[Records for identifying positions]
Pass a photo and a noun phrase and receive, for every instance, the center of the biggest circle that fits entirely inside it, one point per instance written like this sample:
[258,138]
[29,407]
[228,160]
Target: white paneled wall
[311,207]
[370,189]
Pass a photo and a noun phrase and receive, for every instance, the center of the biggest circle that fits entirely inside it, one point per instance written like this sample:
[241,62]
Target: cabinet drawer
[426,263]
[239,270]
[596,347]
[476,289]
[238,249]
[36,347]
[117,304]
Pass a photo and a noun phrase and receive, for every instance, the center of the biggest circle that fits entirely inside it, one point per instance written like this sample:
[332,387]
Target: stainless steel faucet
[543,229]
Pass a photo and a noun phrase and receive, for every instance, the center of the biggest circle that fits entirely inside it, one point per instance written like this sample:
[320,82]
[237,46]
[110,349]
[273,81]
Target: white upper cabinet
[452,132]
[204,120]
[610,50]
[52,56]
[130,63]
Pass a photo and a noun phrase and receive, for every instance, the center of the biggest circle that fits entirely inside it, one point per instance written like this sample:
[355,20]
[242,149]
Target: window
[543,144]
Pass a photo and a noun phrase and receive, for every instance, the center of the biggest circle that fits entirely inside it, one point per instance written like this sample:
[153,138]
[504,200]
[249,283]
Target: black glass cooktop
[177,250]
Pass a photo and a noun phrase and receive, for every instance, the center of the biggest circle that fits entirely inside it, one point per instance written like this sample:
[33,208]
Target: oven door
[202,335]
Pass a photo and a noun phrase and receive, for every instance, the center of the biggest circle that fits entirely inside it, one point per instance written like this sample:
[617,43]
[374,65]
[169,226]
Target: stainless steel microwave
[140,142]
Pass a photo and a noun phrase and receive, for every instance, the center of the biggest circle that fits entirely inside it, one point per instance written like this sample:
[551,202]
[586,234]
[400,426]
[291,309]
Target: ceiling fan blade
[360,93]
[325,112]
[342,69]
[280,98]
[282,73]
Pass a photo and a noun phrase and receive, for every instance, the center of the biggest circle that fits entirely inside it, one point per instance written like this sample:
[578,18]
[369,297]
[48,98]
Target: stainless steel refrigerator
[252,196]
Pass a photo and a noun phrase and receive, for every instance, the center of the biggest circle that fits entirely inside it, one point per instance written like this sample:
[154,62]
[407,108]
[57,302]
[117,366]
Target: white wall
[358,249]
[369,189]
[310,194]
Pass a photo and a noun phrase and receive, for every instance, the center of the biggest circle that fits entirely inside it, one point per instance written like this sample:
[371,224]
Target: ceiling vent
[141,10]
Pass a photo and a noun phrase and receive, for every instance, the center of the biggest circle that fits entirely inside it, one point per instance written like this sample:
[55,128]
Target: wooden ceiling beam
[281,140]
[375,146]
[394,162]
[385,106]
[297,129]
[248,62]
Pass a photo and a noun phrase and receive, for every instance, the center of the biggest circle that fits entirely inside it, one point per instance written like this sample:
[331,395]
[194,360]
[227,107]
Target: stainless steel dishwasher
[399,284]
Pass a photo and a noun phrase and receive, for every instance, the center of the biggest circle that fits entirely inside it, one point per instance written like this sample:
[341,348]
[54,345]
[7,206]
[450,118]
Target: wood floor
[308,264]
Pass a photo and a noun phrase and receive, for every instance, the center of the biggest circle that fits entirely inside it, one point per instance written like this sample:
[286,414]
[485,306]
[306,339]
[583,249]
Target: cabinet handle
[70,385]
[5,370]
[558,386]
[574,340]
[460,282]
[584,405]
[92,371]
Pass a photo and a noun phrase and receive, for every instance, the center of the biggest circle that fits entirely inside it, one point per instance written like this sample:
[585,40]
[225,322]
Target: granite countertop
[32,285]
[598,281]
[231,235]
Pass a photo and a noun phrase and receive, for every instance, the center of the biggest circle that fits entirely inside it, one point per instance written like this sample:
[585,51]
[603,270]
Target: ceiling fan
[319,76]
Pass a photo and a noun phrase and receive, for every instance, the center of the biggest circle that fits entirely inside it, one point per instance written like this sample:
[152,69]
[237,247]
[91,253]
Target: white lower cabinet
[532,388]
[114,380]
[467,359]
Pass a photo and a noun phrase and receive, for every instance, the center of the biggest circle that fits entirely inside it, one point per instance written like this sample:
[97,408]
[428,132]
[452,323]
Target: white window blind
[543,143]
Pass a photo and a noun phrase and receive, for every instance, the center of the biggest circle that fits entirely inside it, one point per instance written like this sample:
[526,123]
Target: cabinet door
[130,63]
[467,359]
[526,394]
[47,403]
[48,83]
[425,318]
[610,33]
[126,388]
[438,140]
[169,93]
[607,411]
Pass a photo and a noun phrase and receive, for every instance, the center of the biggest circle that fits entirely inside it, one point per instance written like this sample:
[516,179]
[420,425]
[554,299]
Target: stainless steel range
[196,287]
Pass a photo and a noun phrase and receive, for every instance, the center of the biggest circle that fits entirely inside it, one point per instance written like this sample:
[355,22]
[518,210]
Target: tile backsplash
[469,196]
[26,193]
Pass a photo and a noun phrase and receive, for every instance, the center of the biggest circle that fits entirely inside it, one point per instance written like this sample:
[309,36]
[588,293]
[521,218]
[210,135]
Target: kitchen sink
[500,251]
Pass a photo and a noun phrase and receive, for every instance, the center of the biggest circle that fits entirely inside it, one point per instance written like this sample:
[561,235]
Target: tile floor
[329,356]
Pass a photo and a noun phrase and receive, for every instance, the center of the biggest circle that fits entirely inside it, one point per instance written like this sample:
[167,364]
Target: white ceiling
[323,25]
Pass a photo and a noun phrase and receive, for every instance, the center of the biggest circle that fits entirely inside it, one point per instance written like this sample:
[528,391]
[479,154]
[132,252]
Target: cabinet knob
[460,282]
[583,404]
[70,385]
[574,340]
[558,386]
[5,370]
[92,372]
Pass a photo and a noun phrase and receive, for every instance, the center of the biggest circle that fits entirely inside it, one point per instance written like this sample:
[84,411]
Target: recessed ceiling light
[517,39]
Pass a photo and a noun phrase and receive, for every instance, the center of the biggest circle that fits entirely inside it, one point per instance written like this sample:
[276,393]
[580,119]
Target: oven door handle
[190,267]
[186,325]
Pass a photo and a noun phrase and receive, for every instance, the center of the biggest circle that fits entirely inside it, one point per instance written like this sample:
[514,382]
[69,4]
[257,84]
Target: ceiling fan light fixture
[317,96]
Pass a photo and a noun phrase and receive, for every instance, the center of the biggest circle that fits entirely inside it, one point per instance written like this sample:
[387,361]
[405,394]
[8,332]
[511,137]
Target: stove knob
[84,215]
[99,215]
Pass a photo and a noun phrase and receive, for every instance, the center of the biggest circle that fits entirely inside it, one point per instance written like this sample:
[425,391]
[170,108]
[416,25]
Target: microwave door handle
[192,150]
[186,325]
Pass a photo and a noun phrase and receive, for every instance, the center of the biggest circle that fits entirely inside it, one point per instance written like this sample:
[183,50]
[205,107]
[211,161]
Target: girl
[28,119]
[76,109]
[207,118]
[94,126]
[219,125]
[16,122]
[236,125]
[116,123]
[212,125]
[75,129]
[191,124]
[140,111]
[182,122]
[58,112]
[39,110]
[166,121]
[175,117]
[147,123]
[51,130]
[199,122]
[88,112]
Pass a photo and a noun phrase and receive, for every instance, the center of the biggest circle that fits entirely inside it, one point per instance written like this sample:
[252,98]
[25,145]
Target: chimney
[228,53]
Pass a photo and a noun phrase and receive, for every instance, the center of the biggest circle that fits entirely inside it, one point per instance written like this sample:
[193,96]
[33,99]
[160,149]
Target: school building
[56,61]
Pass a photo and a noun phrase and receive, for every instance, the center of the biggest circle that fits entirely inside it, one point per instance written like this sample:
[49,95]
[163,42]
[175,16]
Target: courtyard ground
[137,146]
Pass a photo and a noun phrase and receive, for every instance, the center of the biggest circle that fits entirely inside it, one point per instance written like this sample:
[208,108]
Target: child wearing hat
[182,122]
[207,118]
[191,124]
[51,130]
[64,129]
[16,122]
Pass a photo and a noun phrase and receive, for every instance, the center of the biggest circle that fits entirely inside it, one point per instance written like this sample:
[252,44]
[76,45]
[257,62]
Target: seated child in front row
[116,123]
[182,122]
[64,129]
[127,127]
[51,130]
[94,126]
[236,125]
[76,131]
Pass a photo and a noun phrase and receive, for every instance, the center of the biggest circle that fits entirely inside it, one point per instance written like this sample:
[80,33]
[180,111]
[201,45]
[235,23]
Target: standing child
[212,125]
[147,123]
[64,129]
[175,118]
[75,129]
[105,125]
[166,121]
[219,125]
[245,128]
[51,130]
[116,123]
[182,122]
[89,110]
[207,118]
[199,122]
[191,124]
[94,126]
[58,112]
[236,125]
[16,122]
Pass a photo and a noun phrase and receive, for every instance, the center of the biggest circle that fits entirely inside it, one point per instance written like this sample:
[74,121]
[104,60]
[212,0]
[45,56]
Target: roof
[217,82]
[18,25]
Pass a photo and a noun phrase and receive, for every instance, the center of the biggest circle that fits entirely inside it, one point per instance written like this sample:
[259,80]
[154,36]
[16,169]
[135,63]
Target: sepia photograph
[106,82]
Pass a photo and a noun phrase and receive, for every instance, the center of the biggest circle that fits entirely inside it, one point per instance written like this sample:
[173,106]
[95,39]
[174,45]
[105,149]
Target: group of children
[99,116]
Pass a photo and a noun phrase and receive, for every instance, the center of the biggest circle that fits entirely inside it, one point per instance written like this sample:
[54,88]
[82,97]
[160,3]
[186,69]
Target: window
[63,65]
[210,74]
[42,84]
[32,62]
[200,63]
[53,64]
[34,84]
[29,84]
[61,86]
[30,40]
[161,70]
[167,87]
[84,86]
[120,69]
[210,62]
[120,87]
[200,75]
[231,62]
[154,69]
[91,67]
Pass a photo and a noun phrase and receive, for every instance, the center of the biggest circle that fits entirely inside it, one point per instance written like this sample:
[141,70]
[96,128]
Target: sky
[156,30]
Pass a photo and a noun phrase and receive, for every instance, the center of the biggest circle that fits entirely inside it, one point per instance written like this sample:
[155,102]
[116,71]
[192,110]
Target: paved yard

* What the exercise asks: Pick out every line of the records that contains the string "microwave", matching case exactly, and copy each one.

* Task response:
Target: stainless steel microwave
Target: microwave door handle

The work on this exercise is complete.